**TEXT SECTION:**

-- begin --

# Lester Hill’s “The checking of the accuracy …”, part 14

Backstory: Lester Saunders Hill wrote unpublished notes, about 40 pages long, probably in the mid- to late 1920s. They were titled “The checking of the accuracy of transmittal of telegraphic communications by means of operations in finite algebraic fields”. In the 1960s this manuscript was given to David Kahn by Hill’s widow. The notes were typewritten, but mathematical symbols, tables, insertions, and some footnotes were often handwritten. I thank Chris Christensen, the National Cryptologic Museum, and NSA’s David Kahn Collection, for their help in obtaining these notes. Many thanks also to Rene Stein of the NSA Cryptologic Museum library and David Kahn for permission to publish this transcription. Comments by transcriber will look like this: [This is a comment. – wdj]. I used Sage (www.sagemath.org) to generate the tables in LaTeX.

-- end --

**DATASET CONTENT:**
-- begin --

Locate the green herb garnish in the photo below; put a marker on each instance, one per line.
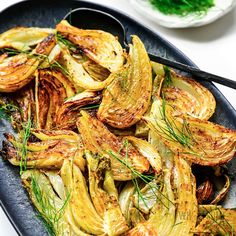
(24, 151)
(182, 7)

-- end --

**SHORT PROBLEM 1:** Repeat the part of the Lester Hill text starting at "Backstory: Lester Saunders" and ending at "tables in LaTeX.".
**SHORT PROBLEM 2:** According to the Lester Hill text, who gave the manuscript to David Kahn in the 1960s?
The lines come from a different source than the Lester Hill text.

**RESPONSE 1:**
Backstory: Lester Saunders Hill wrote unpublished notes, about 40 pages long, probably in the mid- to late 1920s. They were titled “The checking of the accuracy of transmittal of telegraphic communications by means of operations in finite algebraic fields”. In the 1960s this manuscript was given to David Kahn by Hill’s widow. The notes were typewritten, but mathematical symbols, tables, insertions, and some footnotes were often handwritten. I thank Chris Christensen, the National Cryptologic Museum, and NSA’s David Kahn Collection, for their help in obtaining these notes. Many thanks also to Rene Stein of the NSA Cryptologic Museum library and David Kahn for permission to publish this transcription. Comments by transcriber will look like this: [This is a comment. – wdj]. I used Sage (www.sagemath.org) to generate the tables in LaTeX.

**RESPONSE 2:** Hill's widow